▶ WHAT IS ASKED:
- A) Please translate this sentence from the conditional expectation proof into Spanish: "We first prove that $X$ is square-integrable by testing the defining identity for conditional expectation against bounded truncations of $X$."
- B) Extend the conditional expectation proof, picking up right after its final line.

▶ EXCERPT PROVIDED:
________
[proofplan]
Let $X := \mathbb E[Y \mid \mathcal G]$. We first prove that $X$ is square-integrable by testing the defining identity for conditional expectation against bounded truncations of $X$. We then show that the bounded-test orthogonality property is exactly the conditional expectation property and prove uniqueness by testing the difference of two candidates against its own truncations. Finally, we extend orthogonality from bounded $\mathcal G$-measurable test variables to all variables in $L^2(\Omega,\mathcal G,\mathbb P)$ and use the resulting Pythagorean identity to prove the unique mean-square minimisation property.
[/proofplan]
[step:Show that the conditional expectation is square-integrable]
Because $Y \in L^2(\Omega,\mathcal F,\mathbb P)$ and $\mathbb P(\Omega)=1$, the random variable $Y$ belongs to $L^1(\Omega,\mathcal F,\mathbb P)$. Let
\begin{align*}
X: (\Omega,\mathcal G) &\to (\mathbb R,\mathcal B(\mathbb R))
\end{align*}
denote $X := \mathbb E[Y \mid \mathcal G]$.
For each $n \in \mathbb N$, define the bounded $\mathcal G$-measurable random variable
\begin{align*}
Z_n: \Omega &\to \mathbb R \\
\omega &\mapsto X(\omega)\mathbb 1_{\{|X|\le n\}}(\omega).
________
(Location identification entries)
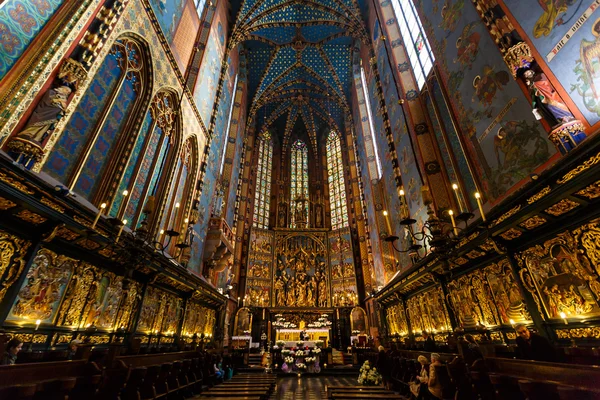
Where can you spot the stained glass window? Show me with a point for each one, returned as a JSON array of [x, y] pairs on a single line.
[[415, 40], [262, 195], [370, 117], [337, 184], [299, 184]]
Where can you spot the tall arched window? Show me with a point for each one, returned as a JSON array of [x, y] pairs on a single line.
[[182, 186], [146, 169], [337, 184], [299, 184], [99, 125], [262, 194]]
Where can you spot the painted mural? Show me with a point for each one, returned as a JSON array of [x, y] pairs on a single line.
[[208, 76], [43, 288], [168, 13], [494, 116], [20, 23], [567, 36]]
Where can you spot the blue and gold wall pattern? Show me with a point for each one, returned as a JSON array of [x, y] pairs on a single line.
[[502, 136], [20, 22], [99, 119], [570, 58]]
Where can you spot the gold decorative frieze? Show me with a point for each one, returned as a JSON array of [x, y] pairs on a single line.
________
▶ TASK-BY-TASK OUTPUTS:
- A) Primero demostramos que $X$ es de cuadrado integrable comprobando la identidad que define la esperanza condicional frente a truncamientos acotados de $X$.

- B)
\end{align*}
The defining property of conditional expectation gives
\begin{align*}
\mathbb E[X Z_n] = \mathbb E[Y Z_n].
\end{align*}
Since $X Z_n = X^2\mathbb 1_{\{|X|\le n\}}$, we have
\begin{align*}
\mathbb E[X^2\mathbb 1_{\{|X|\le n\}}]
= \mathbb E[Y X\mathbb 1_{\{|X|\le n\}}].
\end{align*}
Set
\begin{align*}
a_n := \mathbb E[X^2\mathbb 1_{\{|X|\le n\}}] \in [0,\infty).
\end{align*}
Using $2|ab|\le a^2+b^2$ with
\begin{align*}
a = \varepsilon |Y|, \qquad b = \varepsilon^{-1}|X|\mathbb 1_{\{|X|\le n\}},
\end{align*}
for any $\varepsilon>0$, we obtain
\begin{align*}
a_n
&\le \mathbb E[|Y|\,|X|\,\mathbb 1_{\{|X|\le n\}}] \\
&\le \frac{\varepsilon^2}{2}\mathbb E[Y^2]
+ \frac{1}{2\varepsilon^2}\mathbb E[X^2\mathbb 1_{\{|X|\le n\}}] \\
&= \frac{\varepsilon^2}{2}\mathbb E[Y^2] + \frac{1}{2\varepsilon^2}a_n.
\end{align*}
Taking $\varepsilon=1$ gives
\begin{align*}
a_n \le \mathbb E[Y^2].
\end{align*}
The sequence $(X^2\mathbb 1_{\{|X|\le n\}})_{n\in\mathbb N}$ increases pointwise to $X^2$, so the definition of the non-negative expectation by increasing truncation gives
\begin{align*}
\mathbb E[X^2] = \sup_{n\in\mathbb N} a_n \le \mathbb E[Y^2] < \infty.
\end{align*}
Thus $X \in L^2(\Omega,\mathcal G,\mathbb P)$.
[guided]
The conditional expectation is initially defined for integrable random variables, and $Y$ is integrable because $Y \in L^2$ on a probability space:
\begin{align*}
|Y| \le \frac{1}{2}(Y^2+1),
\end{align*}
so $\mathbb E[|Y|]<\infty$. Let
\begin{align*}
X: (\Omega,\mathcal G) &\to (\mathbb R,\mathcal B(\mathbb R))
\end{align*}
be $X := \mathbb E[Y\mid\mathcal G]$.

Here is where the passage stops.